--- Data shown ---
-- Start --

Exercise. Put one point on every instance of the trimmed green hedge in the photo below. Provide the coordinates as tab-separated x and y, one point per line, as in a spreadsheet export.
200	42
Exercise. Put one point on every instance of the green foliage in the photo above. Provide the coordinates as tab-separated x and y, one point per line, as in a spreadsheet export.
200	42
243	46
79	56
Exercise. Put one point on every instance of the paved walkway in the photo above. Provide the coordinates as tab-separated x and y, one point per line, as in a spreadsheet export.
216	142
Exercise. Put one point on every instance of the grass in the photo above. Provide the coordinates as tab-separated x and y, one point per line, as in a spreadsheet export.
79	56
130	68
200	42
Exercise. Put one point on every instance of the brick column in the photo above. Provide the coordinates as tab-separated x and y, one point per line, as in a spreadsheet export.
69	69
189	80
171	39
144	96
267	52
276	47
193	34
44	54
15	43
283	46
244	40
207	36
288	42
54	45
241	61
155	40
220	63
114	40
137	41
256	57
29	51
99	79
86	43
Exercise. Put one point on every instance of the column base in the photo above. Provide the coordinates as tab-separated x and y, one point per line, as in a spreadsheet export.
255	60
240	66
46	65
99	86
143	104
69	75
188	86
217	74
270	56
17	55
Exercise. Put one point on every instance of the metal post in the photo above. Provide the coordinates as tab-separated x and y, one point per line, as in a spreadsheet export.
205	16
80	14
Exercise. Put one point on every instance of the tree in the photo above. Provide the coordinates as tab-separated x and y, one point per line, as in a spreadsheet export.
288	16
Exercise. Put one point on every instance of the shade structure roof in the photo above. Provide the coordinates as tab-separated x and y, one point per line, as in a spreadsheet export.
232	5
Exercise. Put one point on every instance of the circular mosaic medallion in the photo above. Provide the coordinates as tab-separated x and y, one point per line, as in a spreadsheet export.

-- End --

--- Stated task ---
Rescale the lines from the one containing "Exercise. Put one point on every instance of the metal" through the last line above, both included: write out each of those lines again unchanged except that every coordinate is multiplied by 2.5 and rounded to a whole number, with halves rounded up.

--- Right answer ---
Exercise. Put one point on every instance of the metal post in the photo above. Provide the coordinates as tab-separated x and y, one point per line, as in a spreadsheet export.
513	40
200	35
Exercise. Put one point on every instance of the tree in the photo above. Provide the coordinates as tab-separated x and y, one point per line, as in a spreadsheet export.
720	40
Exercise. Put one point on every instance of the shade structure roof in the photo above. Provide the coordinates as tab-separated x and y, one point per line, as in a spreadsheet export.
580	13
Exercise. Put one point on every instance of the circular mosaic medallion in the photo above. Provide the coordinates as tab-separated x and y, one point per line, as in a spreadsheet export.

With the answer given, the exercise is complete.